◆ Задание A:
Верните дословно часть текста о поэте и публике, начиная со слов «И, в самом деле, написал» и заканчивая словами «счастливым в жизни.».
◆ Задание B:
Можете ли вы кратко, в виде списка, передать основные факты абзаца из текста о поэте и публике, который начинается словами «И, в самом деле, написал бы А.Пушкин»?

Впрочем, мы должны благодарить судьбу, что эта публика существует. Иначе некому бы нам бросать цветы на сцену. Или другое – некто из публики, скривив рот, пробурчит: «Опять этот вылез на сцену». И демонстративно хлопнет входной дверью в полупустом зале. Оскорбить поэта всякий может. А ведь эта боль, причиняемая поэту, часто заставляе его написать отчаянную строчку, которую в какой-нибудь редакции, перебирая пожелтевшие страницы такие же пожелтевшие старики от литературы, назовут гениальной.
И, в самом деле, написал бы А.Пушкин поэму «Медный всадник», «Сказку о рыбаке и рыбке», «Пиковую Даму» и прочее и прочее великое, если бы не было ссылки в Болдине. Подарил бы И. Бродский миру многие свои стихи, если бы не было и у него ссылки в Архангельскую область. Позже Бродский назвал этот период самым счастливым в жизни.
«В деревне Бог живет не по углам,
как думают насмешники, а всюду.
Он освящает кровлю и посуду
И честно двери делит пополам.
В деревне он — в избытке»…
И. Бродский
Но:
«В одиночке при ходьбе плечо
следует менять при повороте,
чтоб не зарябило и еще
чтобы свет от лампочки в пролете
падал переменно на виски,
чтоб зрачок не чувствовал суженья.
Это не избавит от тоски,
но спасет от головокруженья».
1964 И. Бродский
А вот Ковде на помощь приходит Александр Сергеевич Пушкин. Ковда человек гордый, но от Александра Сергеевича, думаю, помощь примет:
«Поэт! Не дорожи любовию народной.
Восторженных похвал пройдёт минутный шум;
Услышишь суд глупца и смех толпы холодной,
Но ты останься твёрд, спокоен и угрюм».

◆ Исходный фрагмент:
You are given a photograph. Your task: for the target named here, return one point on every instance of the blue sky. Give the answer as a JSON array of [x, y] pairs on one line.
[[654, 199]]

◆ Ответ к заданию A:
И, в самом деле, написал бы А.Пушкин поэму «Медный всадник», «Сказку о рыбаке и рыбке», «Пиковую Даму» и прочее и прочее великое, если бы не было ссылки в Болдине. Подарил бы И. Бродский миру многие свои стихи, если бы не было и у него ссылки в Архангельскую область. Позже Бродский назвал этот период самым счастливым в жизни.

◆ Ответ к заданию B:
- Автор сомневается, что без ссылки в Болдине А. Пушкин написал бы «Медного всадника», «Сказку о рыбаке и рыбке», «Пиковую Даму» и другие великие произведения.
- И. Бродский тоже был в ссылке, в Архангельской области. Автор сомневается, что без неё появились бы многие его стихи.
- Позже Бродский назвал этот период самым счастливым в своей жизни.